#### [What to produce]
After finding the line containing "box: [0, 21, 108, 126]" below, please output that line and each following one through the line containing "positive clicks: (5, 23) (86, 37)", exactly as written.
======
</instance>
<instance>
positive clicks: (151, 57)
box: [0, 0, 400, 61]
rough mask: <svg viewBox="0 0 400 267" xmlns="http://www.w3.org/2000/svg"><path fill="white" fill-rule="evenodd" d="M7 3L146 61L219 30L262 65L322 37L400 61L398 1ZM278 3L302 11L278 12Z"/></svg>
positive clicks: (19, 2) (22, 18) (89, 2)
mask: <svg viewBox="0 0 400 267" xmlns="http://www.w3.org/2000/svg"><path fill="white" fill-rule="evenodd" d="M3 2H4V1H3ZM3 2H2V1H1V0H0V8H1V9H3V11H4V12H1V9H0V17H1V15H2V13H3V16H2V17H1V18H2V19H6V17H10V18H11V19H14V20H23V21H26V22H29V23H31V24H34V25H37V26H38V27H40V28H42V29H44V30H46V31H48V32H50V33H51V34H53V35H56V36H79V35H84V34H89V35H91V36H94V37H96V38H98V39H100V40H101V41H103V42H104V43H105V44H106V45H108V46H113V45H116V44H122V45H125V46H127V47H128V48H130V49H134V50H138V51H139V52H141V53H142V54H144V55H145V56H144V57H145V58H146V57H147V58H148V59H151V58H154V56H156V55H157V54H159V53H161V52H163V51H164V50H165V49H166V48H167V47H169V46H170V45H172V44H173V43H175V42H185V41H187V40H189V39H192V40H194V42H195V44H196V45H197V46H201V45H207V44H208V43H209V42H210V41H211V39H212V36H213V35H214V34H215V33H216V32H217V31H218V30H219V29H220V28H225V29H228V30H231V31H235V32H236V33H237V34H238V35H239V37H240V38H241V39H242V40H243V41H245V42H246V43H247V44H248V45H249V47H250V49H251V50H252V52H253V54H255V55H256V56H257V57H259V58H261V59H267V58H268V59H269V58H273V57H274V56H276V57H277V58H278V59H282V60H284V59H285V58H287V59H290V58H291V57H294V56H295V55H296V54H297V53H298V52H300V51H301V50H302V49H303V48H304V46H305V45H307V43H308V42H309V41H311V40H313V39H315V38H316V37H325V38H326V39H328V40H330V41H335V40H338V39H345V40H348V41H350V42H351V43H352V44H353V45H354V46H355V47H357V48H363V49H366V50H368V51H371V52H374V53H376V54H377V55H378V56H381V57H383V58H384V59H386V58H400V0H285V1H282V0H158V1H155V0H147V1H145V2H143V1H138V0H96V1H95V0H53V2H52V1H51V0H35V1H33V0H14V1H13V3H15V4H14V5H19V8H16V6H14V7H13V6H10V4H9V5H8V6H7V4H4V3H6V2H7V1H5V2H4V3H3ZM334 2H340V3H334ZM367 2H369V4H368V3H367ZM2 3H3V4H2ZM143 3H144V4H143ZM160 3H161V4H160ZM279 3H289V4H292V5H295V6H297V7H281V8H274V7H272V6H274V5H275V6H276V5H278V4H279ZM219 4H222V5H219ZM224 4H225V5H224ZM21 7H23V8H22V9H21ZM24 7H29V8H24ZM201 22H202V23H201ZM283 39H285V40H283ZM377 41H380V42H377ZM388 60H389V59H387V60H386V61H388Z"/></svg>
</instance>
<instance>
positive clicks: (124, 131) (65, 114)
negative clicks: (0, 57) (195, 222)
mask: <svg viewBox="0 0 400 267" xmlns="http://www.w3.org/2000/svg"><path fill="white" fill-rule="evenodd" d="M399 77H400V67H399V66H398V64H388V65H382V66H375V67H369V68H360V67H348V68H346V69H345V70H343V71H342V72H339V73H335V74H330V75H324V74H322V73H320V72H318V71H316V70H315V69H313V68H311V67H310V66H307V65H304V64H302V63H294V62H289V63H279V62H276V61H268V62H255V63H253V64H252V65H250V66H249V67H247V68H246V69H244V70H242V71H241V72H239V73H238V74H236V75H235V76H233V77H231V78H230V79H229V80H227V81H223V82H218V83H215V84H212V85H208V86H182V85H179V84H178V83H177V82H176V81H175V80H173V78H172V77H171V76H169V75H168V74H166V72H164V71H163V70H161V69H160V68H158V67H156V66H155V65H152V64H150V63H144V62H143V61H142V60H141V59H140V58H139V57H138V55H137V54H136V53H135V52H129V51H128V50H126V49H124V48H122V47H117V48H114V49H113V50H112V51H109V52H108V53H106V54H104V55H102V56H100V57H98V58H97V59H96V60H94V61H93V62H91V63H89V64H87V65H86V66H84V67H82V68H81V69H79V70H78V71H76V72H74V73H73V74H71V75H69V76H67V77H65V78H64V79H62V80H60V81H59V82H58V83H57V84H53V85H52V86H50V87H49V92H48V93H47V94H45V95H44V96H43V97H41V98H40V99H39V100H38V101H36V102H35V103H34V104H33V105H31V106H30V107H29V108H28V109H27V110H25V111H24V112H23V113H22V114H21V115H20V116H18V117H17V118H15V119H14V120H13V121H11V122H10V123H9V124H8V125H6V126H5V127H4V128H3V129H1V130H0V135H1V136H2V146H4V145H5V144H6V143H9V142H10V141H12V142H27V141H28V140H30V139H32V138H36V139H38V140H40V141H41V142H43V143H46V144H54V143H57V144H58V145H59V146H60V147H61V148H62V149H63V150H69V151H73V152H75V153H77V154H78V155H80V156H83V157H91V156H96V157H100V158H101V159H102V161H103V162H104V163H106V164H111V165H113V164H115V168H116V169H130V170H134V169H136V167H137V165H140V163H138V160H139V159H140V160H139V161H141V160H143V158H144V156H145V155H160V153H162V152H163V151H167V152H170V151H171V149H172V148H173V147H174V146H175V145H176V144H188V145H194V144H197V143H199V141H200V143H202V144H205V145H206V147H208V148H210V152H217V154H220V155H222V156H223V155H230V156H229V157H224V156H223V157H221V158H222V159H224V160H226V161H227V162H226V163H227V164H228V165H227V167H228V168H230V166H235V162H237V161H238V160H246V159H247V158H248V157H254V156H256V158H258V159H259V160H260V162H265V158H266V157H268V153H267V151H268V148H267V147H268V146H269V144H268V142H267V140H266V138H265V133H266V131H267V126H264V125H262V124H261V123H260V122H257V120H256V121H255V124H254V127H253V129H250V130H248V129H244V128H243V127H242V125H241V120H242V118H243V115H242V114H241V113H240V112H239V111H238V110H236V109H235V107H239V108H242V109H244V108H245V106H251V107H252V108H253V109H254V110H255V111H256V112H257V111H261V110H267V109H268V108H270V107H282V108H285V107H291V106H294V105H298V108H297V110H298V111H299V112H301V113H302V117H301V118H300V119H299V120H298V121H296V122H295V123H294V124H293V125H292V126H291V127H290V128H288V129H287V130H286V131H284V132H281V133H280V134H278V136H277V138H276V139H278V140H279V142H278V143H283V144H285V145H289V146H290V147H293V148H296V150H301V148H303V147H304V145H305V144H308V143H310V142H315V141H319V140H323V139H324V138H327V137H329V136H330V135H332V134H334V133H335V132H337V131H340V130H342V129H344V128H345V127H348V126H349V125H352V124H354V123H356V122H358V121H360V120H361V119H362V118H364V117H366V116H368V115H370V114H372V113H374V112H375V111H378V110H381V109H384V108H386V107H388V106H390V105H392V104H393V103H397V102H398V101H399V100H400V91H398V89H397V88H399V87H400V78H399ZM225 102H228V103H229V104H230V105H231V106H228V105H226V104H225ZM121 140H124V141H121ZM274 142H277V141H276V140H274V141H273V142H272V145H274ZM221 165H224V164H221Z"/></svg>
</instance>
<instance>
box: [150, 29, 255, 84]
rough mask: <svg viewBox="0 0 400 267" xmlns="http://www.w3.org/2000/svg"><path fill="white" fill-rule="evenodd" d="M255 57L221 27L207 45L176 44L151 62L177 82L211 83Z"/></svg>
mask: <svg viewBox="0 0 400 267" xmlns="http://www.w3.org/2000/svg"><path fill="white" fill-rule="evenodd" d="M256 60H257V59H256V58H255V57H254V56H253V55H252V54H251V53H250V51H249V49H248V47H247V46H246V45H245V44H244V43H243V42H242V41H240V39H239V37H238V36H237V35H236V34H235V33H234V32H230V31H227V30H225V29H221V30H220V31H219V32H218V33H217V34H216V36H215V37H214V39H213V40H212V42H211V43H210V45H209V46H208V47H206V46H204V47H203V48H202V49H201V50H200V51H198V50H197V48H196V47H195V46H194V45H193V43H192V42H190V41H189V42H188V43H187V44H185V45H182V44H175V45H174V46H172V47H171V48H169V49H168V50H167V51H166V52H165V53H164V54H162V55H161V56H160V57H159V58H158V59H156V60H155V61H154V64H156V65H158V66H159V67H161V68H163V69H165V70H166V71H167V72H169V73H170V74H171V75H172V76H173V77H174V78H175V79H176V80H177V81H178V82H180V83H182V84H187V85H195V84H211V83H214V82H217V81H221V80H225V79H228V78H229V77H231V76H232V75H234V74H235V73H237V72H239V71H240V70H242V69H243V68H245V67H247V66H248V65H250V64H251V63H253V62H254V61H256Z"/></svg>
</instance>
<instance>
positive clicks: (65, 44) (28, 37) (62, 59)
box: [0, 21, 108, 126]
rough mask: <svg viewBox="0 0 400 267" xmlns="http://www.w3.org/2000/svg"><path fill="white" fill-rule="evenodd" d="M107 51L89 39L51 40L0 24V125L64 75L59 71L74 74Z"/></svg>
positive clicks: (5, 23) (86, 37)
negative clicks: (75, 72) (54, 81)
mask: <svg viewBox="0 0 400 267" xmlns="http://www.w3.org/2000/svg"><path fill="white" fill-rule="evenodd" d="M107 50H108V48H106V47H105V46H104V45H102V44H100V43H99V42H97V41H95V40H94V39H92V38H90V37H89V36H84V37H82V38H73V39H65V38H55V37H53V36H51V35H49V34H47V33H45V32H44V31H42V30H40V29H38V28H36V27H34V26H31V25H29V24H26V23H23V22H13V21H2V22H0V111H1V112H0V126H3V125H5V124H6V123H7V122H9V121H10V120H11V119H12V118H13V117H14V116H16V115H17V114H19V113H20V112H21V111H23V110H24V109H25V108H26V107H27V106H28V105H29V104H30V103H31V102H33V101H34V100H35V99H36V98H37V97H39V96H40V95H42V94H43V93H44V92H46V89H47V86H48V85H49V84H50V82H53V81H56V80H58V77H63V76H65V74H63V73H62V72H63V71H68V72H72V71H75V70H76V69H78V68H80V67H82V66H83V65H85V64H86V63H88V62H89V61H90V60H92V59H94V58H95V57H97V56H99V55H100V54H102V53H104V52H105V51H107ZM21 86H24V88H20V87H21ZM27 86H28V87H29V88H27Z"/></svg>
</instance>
======
#### [Expected output]
box: [0, 21, 108, 126]
rough mask: <svg viewBox="0 0 400 267" xmlns="http://www.w3.org/2000/svg"><path fill="white" fill-rule="evenodd" d="M107 51L89 39L51 40L0 24V125L64 75L59 71L74 74Z"/></svg>
positive clicks: (5, 23) (86, 37)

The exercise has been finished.